• _Data in this exercise_:
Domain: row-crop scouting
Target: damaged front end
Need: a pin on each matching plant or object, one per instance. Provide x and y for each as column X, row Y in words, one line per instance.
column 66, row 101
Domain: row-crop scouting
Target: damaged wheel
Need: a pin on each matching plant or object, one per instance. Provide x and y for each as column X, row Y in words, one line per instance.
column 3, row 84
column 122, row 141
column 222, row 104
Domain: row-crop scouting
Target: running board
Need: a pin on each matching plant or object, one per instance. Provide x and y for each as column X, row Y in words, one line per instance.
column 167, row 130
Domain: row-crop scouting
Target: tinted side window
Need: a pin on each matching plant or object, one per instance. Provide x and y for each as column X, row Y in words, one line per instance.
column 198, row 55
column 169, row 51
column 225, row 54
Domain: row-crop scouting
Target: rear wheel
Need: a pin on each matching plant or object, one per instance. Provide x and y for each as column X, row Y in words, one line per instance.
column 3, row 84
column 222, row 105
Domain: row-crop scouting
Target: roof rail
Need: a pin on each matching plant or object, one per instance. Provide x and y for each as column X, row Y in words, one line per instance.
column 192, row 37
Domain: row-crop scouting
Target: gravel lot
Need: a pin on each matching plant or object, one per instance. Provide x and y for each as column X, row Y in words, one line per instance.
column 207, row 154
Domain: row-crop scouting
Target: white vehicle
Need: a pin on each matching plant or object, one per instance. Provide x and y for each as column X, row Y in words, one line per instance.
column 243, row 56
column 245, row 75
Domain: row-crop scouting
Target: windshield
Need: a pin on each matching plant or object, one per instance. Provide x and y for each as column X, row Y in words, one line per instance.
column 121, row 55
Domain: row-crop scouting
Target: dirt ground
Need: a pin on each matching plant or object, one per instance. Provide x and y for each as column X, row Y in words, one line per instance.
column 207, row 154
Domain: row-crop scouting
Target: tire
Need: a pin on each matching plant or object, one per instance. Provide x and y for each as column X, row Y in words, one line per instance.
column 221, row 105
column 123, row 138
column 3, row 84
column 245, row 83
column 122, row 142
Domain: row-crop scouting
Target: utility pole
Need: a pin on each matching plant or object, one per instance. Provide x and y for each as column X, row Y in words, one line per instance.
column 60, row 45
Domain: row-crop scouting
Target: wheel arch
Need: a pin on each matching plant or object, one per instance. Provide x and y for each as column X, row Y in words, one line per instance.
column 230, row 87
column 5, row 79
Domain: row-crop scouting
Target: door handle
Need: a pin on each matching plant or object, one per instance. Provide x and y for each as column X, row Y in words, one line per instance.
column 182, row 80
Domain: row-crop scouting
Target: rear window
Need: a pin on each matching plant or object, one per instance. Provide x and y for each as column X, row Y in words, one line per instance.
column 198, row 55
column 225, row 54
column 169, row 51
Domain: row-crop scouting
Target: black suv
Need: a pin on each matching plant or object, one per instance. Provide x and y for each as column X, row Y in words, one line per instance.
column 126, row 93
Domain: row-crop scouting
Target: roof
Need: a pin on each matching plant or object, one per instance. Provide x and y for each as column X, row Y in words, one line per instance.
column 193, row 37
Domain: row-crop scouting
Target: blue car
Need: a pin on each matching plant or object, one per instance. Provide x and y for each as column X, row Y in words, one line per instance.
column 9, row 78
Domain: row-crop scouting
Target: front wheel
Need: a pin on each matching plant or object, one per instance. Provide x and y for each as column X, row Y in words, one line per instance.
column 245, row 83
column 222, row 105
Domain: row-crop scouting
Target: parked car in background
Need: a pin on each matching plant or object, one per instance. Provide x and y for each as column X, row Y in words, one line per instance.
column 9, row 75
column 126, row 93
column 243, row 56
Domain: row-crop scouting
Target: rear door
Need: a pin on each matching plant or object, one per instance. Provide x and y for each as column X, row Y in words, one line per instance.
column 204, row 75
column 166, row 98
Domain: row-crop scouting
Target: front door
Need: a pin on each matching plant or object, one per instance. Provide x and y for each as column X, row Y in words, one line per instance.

• _Task requirements_: All the records above need to be restated exactly, line by line.

• _Answer to the exercise_:
Domain: row-crop scouting
Target: damaged front end
Need: a pin on each matching plant or object, one per instance. Provide x and y for each as column X, row Y in words, one line per instance.
column 66, row 101
Domain: row-crop scouting
Target: damaged wheel
Need: a pin on each matching plant or object, one per instance. Provide x and y for each as column X, row Y in words, one line per instance.
column 3, row 84
column 122, row 141
column 222, row 104
Domain: row-crop scouting
Target: running board
Need: a pin on each matching plant or object, one per instance. Provide x and y for each as column X, row Y in words, one line per instance.
column 167, row 130
Domain: row-crop scouting
Target: tinted side window
Need: a pin on each matching plant or object, one per instance. Provide x and y for each as column X, row Y in words, one line per instance.
column 198, row 55
column 169, row 51
column 225, row 54
Domain: row-crop scouting
Target: rear wheel
Need: a pin on each matching plant or object, one per instance. Provide x and y for each as column X, row Y in words, one line per instance.
column 3, row 84
column 222, row 105
Domain: row-crop scouting
Target: roof rail
Need: a pin on each matching plant or object, one per instance. Provide x and y for each as column X, row Y in words, one line per instance.
column 192, row 37
Domain: row-crop scouting
Target: gravel lot
Need: a pin on each matching plant or object, one per instance. Provide x and y for each as column X, row Y in words, one line per instance.
column 207, row 154
Domain: row-crop scouting
Target: white vehicle
Need: a pin on each matching plant or object, one per instance. Provide x and y for each as column X, row Y in words, one line per instance.
column 243, row 56
column 245, row 75
Domain: row-crop scouting
Target: windshield
Need: a pin on each matching plant or object, one per instance. Provide x and y for each as column X, row Y in words, one line per instance.
column 121, row 55
Domain: row-crop scouting
Target: dirt ground
Need: a pin on each matching plant or object, one per instance. Provide x and y for each as column X, row Y in words, one line per instance.
column 207, row 154
Domain: row-crop scouting
Target: tire
Need: a pin on each matching plant or object, one per instance. Provide x and y for each as column X, row Y in words, one line per instance.
column 221, row 105
column 123, row 138
column 3, row 84
column 245, row 83
column 122, row 142
Domain: row-crop scouting
Target: utility pole
Need: a pin on each matching plant or object, one per instance. Provide x and y for each as column X, row Y in words, one line per instance.
column 60, row 45
Domain: row-crop scouting
Target: wheel arch
Need: a pin on each matching plant or object, one per instance. Provide x and y for each as column X, row Y in words, one line per instance.
column 230, row 87
column 5, row 79
Domain: row-crop scouting
Target: door handle
Need: a pin on each matching plant or object, one per instance. Provide x and y for each as column X, row Y in words, one line per instance.
column 182, row 80
Domain: row-crop scouting
Target: rear window
Need: a pin on each matching plant or object, one per instance. Provide x and y for each as column X, row Y in words, one line per instance.
column 198, row 55
column 225, row 54
column 169, row 51
Domain: row-crop scouting
Target: black suv
Need: a pin on each matching plant or object, one per instance. Provide x and y for each as column X, row Y in words, one line per instance.
column 126, row 93
Domain: row-crop scouting
Target: roof
Need: a pin on each matching plant or object, one per instance. Provide x and y for each as column X, row Y in words, one line per instance.
column 193, row 37
Domain: row-crop scouting
Target: blue car
Need: a pin on each matching plant or object, one per instance. Provide x and y for each as column X, row Y in words, one line per instance.
column 9, row 78
Domain: row-crop scouting
Target: front wheel
Need: a pin on each matching plant or object, one per instance. Provide x and y for each as column X, row Y in words, one line per instance.
column 245, row 83
column 222, row 105
Domain: row-crop scouting
Target: parked car in background
Need: a pin on each matching plant or object, one per instance. Provide x and y for each as column X, row Y in words, one line per instance.
column 9, row 75
column 126, row 93
column 243, row 56
Domain: row-crop scouting
Target: rear door
Need: a pin on each matching plant or object, one per instance. Provide x and y for each as column X, row Y in words, one line per instance.
column 204, row 75
column 166, row 98
Domain: row-crop scouting
Target: front door
Need: a pin on each matching plant or object, one per instance. Provide x and y for each as column X, row Y in words, one line per instance.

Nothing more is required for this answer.